** Provided information **
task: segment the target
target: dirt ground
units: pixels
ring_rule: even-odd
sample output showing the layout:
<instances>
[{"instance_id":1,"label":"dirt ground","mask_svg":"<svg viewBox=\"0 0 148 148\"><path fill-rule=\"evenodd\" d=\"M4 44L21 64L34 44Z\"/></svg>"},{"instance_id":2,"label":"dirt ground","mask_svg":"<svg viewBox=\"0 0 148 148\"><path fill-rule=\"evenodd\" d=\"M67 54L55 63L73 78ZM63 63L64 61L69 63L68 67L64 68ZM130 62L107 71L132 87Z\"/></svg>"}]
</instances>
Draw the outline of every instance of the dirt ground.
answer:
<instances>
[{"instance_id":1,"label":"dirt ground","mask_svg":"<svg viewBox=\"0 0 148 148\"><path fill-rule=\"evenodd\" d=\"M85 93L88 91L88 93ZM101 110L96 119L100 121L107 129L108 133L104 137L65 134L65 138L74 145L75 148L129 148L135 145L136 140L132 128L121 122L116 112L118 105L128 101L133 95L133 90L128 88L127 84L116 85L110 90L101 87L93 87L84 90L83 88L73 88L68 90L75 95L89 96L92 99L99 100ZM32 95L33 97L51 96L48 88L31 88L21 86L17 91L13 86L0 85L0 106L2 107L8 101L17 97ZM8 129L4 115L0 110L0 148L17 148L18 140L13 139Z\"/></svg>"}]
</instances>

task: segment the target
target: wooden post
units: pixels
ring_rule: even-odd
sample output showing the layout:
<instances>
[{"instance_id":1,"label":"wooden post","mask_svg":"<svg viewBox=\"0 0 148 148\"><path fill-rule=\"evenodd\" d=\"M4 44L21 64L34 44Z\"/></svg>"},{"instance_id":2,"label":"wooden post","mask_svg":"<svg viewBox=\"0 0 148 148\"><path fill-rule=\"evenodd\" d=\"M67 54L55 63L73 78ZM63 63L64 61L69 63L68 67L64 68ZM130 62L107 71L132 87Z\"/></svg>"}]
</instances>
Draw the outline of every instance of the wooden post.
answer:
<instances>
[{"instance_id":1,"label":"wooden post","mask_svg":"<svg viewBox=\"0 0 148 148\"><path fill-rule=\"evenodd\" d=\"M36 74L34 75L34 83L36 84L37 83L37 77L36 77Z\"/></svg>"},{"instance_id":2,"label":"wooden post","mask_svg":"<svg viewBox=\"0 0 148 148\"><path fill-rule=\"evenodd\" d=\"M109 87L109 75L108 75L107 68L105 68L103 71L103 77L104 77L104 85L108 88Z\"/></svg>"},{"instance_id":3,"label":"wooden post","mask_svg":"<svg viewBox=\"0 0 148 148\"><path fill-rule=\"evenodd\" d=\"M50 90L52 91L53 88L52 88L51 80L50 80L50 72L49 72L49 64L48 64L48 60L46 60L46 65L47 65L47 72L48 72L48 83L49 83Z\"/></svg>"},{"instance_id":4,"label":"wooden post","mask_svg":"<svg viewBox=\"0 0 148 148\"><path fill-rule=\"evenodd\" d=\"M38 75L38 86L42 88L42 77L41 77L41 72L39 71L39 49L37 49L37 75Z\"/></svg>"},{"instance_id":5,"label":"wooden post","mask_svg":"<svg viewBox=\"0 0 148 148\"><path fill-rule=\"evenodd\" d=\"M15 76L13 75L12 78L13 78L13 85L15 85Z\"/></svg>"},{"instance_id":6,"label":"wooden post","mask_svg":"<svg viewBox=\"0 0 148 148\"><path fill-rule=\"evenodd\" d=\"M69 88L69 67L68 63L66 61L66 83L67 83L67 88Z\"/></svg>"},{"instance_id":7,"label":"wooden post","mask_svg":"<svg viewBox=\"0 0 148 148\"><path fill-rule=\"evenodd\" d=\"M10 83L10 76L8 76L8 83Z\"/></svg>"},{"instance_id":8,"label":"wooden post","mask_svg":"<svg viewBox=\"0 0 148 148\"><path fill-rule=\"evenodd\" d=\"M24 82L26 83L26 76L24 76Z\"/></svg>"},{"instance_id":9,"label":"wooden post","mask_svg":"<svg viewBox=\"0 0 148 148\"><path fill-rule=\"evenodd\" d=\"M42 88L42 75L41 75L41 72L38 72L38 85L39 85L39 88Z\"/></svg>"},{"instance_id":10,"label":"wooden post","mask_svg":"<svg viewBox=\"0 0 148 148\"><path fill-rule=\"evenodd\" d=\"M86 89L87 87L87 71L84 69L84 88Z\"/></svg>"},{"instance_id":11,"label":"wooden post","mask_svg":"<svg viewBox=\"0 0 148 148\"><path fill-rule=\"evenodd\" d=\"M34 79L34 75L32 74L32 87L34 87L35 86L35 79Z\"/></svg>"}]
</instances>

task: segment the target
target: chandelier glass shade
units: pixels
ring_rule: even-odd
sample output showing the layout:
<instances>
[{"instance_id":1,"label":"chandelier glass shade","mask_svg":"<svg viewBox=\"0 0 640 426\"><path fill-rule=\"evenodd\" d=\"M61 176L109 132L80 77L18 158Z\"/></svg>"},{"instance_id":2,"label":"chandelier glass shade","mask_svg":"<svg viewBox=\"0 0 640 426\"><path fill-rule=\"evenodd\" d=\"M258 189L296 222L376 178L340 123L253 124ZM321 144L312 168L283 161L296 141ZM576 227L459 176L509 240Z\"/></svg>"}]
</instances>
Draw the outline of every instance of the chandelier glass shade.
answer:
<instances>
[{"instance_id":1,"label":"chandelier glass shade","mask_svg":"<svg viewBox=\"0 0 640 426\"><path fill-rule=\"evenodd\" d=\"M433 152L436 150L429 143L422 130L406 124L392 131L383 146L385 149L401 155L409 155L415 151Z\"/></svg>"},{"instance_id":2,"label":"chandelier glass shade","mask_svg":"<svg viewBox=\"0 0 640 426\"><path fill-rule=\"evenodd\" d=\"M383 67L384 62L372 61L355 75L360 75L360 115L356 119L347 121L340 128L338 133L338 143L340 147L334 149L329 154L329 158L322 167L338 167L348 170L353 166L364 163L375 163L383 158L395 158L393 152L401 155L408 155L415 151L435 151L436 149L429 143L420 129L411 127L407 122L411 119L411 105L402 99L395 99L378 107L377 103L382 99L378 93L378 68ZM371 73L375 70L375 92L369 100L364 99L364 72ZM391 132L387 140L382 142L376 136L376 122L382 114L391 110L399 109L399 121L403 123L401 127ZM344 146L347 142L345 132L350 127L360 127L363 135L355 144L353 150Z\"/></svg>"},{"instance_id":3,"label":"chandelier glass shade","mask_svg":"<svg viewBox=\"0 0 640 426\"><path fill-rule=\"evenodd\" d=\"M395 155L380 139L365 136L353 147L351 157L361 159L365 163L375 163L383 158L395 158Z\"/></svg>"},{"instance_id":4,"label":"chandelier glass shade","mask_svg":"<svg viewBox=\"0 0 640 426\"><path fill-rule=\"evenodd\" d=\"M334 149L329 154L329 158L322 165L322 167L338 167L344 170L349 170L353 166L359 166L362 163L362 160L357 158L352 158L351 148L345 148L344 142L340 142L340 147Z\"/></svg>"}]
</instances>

** What is being asked **
All lines carrying the word "every" must be copied from the data above.

** Exercise solution **
Draw the outline of every instance of the dirt ground.
Draw the outline of every instance of the wooden post.
Draw the outline of every instance of the chandelier glass shade.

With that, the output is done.